:: Text excerpt ::
== Segment start ==

Massachussets is trying to pass an assisted suicide law. On election day these fine citizens will not only participate in deciding the future of the republic, they will make a decision on Question 2. A ‘yes’ would legalize physician-assisted suicide. A ’no’, would mean that regardless for whom people vote, they will have to live with it. Sure, there are questions of morality, religion, politics, and eternal damnation, but for me, it is a bit more serious.
If you are have a physican-assisted suicide, do you send a “save the date” to friends and family? After all, this is a big deal. It could give you an opportunity to hear what people think of you before you are dead. Maybe it’s not such a good idea.

== Segment end ==

:: Given information ::
== Segment start ==

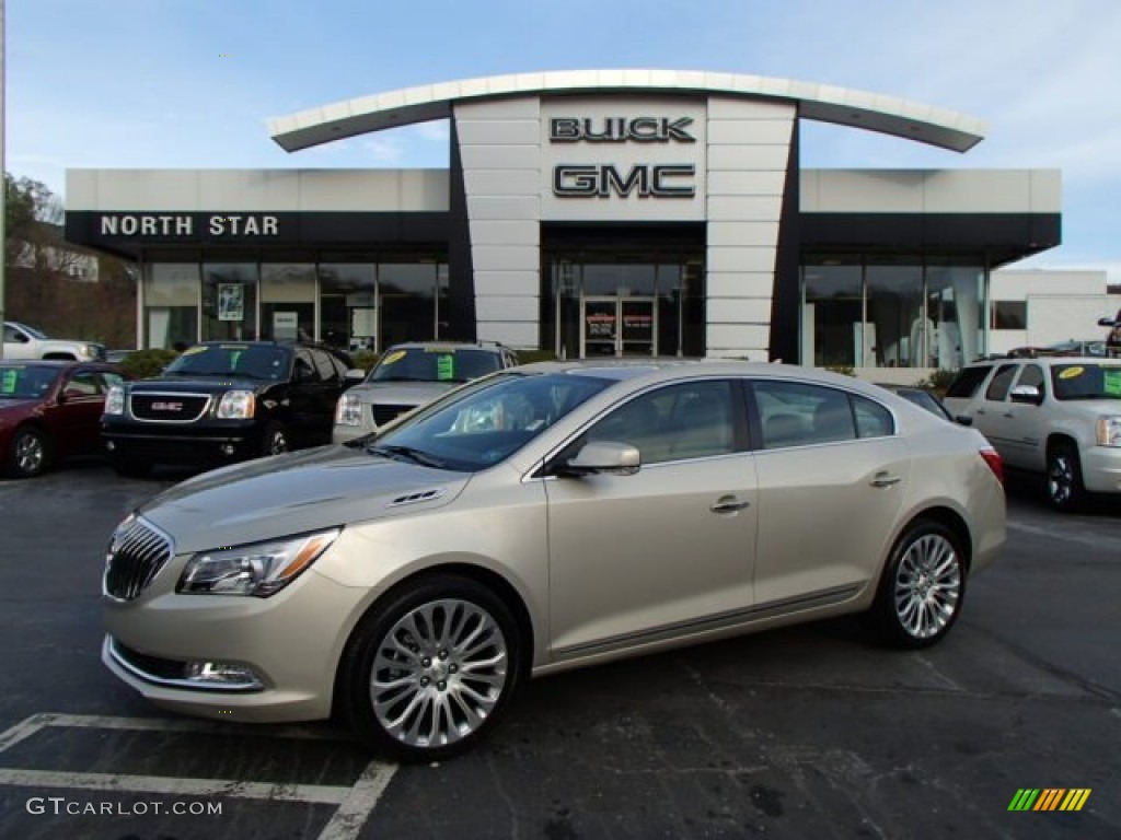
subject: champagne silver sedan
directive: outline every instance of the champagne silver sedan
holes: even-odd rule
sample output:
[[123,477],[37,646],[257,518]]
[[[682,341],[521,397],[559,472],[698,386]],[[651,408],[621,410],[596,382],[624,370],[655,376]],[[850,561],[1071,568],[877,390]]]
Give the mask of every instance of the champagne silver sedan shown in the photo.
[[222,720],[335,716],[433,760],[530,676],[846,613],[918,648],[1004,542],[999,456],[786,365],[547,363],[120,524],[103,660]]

== Segment end ==
== Segment start ==

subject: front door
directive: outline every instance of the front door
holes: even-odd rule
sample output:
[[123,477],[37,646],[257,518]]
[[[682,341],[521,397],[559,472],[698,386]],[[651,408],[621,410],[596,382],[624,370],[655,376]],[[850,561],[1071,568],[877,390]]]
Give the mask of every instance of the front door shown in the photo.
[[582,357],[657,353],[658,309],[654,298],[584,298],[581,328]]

== Segment end ==
== Segment start ==

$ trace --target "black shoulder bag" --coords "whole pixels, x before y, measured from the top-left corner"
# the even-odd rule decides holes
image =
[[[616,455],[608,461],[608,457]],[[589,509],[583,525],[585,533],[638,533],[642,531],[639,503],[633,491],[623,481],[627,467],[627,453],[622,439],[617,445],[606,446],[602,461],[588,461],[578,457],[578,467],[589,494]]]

== Segment end ==

:: Required action ::
Copy out the entire text on the Massachusetts assisted suicide ballot question word for word. The records have no connection to the text.

:: Answer area ::
Massachussets is trying to pass an assisted suicide law. On election day these fine citizens will not only participate in deciding the future of the republic, they will make a decision on Question 2. A ‘yes’ would legalize physician-assisted suicide. A ’no’, would mean that regardless for whom people vote, they will have to live with it. Sure, there are questions of morality, religion, politics, and eternal damnation, but for me, it is a bit more serious.
If you are have a physican-assisted suicide, do you send a “save the date” to friends and family? After all, this is a big deal. It could give you an opportunity to hear what people think of you before you are dead. Maybe it’s not such a good idea.